## Given request
Rewrite every line of the items below, leaving each item's wording unchanged and multiplying each coordinate in the answers by 1.15. Round each product to the nearest whole number, with halves rounded up.

## Material to process

>> START

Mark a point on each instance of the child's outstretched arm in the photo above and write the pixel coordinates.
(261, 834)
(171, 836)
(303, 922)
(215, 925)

>> END

## Answer below
Mark a point on each instance of the child's outstretched arm in the photo above and write the pixel coordinates.
(300, 959)
(197, 961)
(348, 1060)
(247, 1064)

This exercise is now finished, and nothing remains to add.